### SELECTED EXTRACT

Human lungs and swim bladders share an ancestral organ, and that homology is very apparent when you look at an open bladder: a duct, like our windpipe, connects the fish’s mouth to its bladder.  The fish simply sticks its head out of the water and gulps some air when it wants to inflate and gain buoyancy; and burps when it wants to deflate.  (Think about Charlie and his grandpa in the original Charlie and the Chocolate Factory.)  Salmon, pike, goldfish, and many other species use this primitive system.

A Yellowstone cutthroat trout with its swim bladder fully inflated. Always nice to be able to use a photo that I took.

But sea bass, like all perciforms (perch-shaped fish), evolved the second, advanced kind of bladder: the closed bladder.  Closed bladders are so-called because they have no duct connecting to the mouth, or to any outside sources of air*.  Instead, perciforms regulate buoyancy by absorbing gas, usually oxygen, from the bloodstream into the bladder; and releasing that gas, when necessary, back into the blood.  To accomplish this, closed-bladder fish have an organ called the gas gland which secretes lactic acid, causing the eventual diffusion of oxygen from the blood into the bladder.  If you’re interested in exactly how this complicated process works, I suggest you consult either this Wikipedia page or a nephrologist.

*Closed-bladder fish have temporarily open bladders during their larval stage (approximately the first two weeks of their lives). A common cause of mortality among farmed fish is closed, or oil-covered, tanks, which prevent the larvae from taking gulps of air. The swim bladder forms around the first bubble of air that a fish swallows; without this bubble, larvae die, sink, or grow up deformed.

### DIRECTIONS
How would you put this sentence from the text on swim bladders into Spanish: "Salmon, pike, goldfish, and many other species use this primitive system." The rows aren't needed for this.

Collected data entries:

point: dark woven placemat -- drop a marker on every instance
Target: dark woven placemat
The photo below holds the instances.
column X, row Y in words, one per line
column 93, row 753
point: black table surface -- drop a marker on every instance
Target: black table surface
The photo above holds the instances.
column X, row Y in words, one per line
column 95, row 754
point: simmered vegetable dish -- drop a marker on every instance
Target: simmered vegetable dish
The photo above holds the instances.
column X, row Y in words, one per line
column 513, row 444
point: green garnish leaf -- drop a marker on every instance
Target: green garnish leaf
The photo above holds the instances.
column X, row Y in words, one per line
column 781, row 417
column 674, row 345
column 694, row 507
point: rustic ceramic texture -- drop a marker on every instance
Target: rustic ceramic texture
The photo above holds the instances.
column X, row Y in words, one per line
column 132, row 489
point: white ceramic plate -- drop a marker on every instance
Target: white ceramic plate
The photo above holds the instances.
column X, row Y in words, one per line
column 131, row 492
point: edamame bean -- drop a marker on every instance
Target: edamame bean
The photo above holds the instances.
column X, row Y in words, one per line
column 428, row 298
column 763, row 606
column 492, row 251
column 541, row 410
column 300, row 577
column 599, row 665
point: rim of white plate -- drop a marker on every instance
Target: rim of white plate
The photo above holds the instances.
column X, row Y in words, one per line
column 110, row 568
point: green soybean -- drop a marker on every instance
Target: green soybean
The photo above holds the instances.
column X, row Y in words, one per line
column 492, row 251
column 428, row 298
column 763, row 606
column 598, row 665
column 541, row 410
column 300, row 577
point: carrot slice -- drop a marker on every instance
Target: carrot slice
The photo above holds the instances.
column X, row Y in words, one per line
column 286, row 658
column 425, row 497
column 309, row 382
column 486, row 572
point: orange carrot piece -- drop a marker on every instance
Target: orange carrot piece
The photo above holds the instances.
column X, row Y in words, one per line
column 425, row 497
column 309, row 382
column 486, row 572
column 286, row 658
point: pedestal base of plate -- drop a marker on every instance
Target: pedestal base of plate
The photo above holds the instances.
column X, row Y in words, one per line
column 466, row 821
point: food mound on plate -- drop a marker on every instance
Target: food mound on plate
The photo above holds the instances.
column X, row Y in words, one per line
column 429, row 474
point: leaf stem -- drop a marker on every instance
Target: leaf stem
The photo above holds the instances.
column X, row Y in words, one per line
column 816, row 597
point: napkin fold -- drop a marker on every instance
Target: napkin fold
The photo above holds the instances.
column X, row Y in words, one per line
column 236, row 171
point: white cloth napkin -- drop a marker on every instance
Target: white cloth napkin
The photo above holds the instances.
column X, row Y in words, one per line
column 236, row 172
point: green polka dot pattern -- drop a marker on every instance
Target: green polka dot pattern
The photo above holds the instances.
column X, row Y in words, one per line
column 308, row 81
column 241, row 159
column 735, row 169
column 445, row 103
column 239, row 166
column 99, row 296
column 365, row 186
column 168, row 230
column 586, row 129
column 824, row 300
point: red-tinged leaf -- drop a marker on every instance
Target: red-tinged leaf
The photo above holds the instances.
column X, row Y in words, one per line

### OUTPUT OF THE EXERCISE
El salmón, el lucio, el pez dorado y muchas otras especies usan este sistema primitivo.